## Page text
Start of Block

Performance of algorithms as measured by area under the curve (median AUC)
Full data set | Data set containing only statistically significant input variables | |||
---|---|---|---|---|
Algorithm | Training | Validation | Training | Validation |
ANN | 0.930 | 0.753 | 0.921 | 0.682 |
BDT | 1.000 | 0.513 | 1.000 | 0.507 |
MLR | 0.880 | 0.762 | 0.853 | 0.776 |
NBC | 0.610 | 0.626 | 0.769 | 0.607 |
SVM | - | 0.493 | - | 0.519 |
Fig. 2.
ROC curves for test data for ANN, MLR and NBC (full set).
Performance was consistently low across all algorithms regardless of sub-setting of data to more homogenous groups such as birth weight, year or use of weaning protocol, removal of highly correlated input variables, removal of input variables identified through Principal Components Analysis and combinations of these techniques (results not shown). Only the subset including only input variables that exhibited statistical significant differences between infants extubated successfully and infants who failed extubation showed somewhat similar performance as indicated by slightly increased AUC for MLR and similar AUCs for ANN and NBC (table 1). Input variables included in the subset comprised of birth weight, APGAR score at 5 minutes, maternal betamethasone, lag time, rate ratio, FiO2, PIP, inspiratory time, tidal volume, pH, PaCO2, PAO2, SaO2, pulse, blood pressure, minute volume, surfactant, caffeine. Due to the uniformly low performance of all algorithms as indicated by the AUCs, no decision-support tool using the most predictive approaches to determine the final prediction was developed.
IV. DISCUSSION
Diverse approaches could be used in committee formations to obtain better generalization and performance of the combined results compared to the individual results. Improvement of performance, however, can only be expected if the individual committee members are accurate, i.e. better than guessing, and diverse, producing different errors, both false negative and false positive, for a given variable set. In our results none of the algorithms was sufficiently accurate to be included individually or in combination in a decision-support tool. Highest achieved median performance was 0.78 for MLR in the data set including only input variables with a statistically significant relationship with extubation identified in prior descriptive analyses, some methods resulted in AUC as low as 0.5, i.e. no better than chance.

End of Block

## Given records
Start of Block

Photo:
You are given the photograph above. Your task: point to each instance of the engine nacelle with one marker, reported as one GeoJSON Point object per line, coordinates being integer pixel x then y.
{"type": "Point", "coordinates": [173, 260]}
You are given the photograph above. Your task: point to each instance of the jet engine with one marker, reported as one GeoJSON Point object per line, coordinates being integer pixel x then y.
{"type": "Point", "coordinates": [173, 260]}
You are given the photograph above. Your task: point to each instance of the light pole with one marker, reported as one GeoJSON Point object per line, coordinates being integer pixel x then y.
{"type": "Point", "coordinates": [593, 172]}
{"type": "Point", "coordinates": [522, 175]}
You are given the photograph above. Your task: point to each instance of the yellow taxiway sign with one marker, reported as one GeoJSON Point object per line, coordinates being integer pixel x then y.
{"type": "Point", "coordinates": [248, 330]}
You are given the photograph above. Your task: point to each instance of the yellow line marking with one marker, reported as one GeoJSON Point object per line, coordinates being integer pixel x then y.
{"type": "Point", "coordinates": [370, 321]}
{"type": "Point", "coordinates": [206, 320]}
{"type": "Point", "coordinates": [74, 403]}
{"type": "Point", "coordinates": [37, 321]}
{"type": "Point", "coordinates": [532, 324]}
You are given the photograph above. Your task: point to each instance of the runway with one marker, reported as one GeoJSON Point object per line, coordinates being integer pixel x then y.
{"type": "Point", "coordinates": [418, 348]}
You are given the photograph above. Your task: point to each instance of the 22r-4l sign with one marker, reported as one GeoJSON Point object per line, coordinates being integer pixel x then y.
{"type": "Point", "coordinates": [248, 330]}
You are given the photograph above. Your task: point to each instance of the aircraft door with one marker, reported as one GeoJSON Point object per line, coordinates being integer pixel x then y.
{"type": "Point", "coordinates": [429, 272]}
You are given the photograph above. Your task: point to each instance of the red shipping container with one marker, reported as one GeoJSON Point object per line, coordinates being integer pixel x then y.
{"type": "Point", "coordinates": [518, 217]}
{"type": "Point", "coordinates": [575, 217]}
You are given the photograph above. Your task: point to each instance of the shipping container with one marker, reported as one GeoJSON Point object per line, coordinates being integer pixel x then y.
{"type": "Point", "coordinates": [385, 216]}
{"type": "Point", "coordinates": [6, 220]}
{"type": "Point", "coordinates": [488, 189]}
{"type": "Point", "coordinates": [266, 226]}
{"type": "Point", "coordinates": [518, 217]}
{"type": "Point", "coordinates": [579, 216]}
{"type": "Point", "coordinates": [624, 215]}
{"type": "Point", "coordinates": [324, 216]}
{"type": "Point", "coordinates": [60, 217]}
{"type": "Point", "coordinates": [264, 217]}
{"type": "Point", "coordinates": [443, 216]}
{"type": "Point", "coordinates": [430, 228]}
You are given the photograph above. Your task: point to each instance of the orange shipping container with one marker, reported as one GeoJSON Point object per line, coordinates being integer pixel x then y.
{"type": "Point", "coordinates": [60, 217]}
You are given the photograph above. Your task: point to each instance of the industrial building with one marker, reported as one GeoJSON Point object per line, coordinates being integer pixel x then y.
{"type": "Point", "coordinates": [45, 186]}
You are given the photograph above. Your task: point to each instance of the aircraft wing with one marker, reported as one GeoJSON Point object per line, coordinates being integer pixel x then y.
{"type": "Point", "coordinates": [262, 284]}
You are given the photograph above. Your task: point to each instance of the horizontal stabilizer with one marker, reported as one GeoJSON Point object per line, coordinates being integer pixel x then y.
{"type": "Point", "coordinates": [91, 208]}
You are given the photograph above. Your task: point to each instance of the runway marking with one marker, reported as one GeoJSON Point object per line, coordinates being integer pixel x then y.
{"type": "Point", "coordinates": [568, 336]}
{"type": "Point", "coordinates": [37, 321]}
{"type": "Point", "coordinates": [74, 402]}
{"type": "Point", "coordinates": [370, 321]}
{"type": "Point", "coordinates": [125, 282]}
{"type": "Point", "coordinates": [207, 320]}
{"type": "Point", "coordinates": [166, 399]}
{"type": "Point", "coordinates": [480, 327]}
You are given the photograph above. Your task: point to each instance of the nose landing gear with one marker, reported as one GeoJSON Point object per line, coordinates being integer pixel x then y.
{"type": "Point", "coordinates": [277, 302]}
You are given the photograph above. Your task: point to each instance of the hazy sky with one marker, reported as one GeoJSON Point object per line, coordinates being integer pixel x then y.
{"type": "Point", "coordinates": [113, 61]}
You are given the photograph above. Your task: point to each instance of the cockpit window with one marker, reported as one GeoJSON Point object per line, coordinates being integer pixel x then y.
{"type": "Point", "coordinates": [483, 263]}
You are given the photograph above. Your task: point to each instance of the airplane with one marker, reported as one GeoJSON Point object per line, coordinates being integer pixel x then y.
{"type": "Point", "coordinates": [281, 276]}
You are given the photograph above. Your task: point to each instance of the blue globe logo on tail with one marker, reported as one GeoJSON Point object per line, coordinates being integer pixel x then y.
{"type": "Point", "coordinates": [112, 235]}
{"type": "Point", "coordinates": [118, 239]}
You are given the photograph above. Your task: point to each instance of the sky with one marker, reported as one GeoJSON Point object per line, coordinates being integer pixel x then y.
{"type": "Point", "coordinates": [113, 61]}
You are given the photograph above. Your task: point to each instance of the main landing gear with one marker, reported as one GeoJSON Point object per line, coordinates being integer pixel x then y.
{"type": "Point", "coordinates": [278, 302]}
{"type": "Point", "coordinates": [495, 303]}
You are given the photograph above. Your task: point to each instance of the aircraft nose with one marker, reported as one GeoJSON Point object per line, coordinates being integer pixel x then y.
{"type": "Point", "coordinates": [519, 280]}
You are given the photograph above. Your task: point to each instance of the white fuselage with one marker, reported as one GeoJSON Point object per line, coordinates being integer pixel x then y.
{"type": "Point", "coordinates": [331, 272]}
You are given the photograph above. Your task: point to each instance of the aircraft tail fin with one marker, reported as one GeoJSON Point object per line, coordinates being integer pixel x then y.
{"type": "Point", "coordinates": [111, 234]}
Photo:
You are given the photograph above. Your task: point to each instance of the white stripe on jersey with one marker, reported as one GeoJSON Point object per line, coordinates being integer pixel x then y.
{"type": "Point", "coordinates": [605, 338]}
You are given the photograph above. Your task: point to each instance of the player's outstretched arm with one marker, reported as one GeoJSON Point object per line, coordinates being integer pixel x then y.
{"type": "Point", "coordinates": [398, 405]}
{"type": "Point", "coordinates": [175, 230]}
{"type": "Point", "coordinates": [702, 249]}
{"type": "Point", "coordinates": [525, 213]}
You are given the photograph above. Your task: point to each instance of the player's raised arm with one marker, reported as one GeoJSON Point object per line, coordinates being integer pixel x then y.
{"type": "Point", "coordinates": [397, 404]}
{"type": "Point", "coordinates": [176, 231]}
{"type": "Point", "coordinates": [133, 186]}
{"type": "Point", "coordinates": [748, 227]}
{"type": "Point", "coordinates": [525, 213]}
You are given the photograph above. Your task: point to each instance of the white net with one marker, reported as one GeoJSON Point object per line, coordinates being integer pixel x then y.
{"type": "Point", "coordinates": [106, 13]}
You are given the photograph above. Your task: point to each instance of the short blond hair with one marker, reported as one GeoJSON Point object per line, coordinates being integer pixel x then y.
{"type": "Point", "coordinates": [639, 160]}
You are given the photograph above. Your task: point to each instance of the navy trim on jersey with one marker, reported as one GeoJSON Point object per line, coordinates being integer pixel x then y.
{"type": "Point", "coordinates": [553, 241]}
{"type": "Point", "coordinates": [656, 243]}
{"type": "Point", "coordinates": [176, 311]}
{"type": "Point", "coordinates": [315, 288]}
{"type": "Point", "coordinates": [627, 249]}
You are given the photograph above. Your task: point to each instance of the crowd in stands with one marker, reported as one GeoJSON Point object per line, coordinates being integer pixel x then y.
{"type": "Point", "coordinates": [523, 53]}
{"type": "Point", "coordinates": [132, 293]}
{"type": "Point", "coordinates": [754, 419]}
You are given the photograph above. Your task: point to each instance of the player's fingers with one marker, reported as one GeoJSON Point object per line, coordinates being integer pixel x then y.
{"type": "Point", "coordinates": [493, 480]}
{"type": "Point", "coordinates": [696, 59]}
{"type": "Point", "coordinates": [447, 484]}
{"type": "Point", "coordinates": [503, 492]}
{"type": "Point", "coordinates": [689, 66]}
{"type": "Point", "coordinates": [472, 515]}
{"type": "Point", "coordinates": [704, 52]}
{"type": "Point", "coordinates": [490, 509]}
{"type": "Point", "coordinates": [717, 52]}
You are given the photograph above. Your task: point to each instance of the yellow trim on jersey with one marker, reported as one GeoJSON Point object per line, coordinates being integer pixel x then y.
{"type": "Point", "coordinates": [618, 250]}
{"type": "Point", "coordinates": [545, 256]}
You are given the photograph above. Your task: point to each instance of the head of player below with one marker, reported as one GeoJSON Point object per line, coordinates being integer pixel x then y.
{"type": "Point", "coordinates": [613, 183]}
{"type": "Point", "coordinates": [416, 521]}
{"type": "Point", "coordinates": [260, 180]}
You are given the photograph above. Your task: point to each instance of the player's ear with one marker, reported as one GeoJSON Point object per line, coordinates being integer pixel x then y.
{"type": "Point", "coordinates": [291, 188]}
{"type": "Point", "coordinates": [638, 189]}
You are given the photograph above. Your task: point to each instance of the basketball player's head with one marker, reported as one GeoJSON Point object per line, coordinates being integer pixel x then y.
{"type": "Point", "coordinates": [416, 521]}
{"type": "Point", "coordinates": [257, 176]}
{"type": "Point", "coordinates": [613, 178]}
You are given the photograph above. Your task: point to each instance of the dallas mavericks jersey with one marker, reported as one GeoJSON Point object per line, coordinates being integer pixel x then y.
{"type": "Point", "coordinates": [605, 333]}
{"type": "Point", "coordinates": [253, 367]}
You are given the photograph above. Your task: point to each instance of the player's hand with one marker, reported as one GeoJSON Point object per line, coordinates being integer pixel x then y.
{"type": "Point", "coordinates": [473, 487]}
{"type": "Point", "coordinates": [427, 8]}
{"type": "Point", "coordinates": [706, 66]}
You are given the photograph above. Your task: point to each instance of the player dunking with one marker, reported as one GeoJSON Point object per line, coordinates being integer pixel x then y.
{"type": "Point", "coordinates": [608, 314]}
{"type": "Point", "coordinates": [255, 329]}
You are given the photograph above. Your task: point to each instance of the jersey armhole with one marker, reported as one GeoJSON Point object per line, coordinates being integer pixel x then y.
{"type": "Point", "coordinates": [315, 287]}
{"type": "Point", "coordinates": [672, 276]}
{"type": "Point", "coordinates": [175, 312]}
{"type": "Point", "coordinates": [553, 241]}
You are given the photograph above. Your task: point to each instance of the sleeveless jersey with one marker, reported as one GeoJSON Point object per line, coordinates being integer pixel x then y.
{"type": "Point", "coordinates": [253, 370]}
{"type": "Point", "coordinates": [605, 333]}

End of Block

## Directions
According to the text on predicting extubation outcomes, why was no decision-support tool developed? The records have nothing to do with the text.

## Problem solution
All of the algorithms performed uniformly low, as their AUCs showed.